→ **Task goal**:
In the rows below, substitute "leafless branch" for every occurrence of "bare twig" and leave everything else as it is.

→ **Material provided**:
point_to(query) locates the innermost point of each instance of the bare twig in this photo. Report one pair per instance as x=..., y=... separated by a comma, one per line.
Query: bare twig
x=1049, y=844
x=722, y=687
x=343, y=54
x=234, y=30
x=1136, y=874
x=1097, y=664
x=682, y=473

→ **Full output**:
point_to(query) locates the innermost point of each instance of the leafless branch in this photo. Report one pair per instance as x=..., y=... separated by a comma, one per line.
Query: leafless branch
x=1049, y=844
x=722, y=687
x=343, y=54
x=234, y=30
x=1136, y=874
x=1097, y=664
x=682, y=473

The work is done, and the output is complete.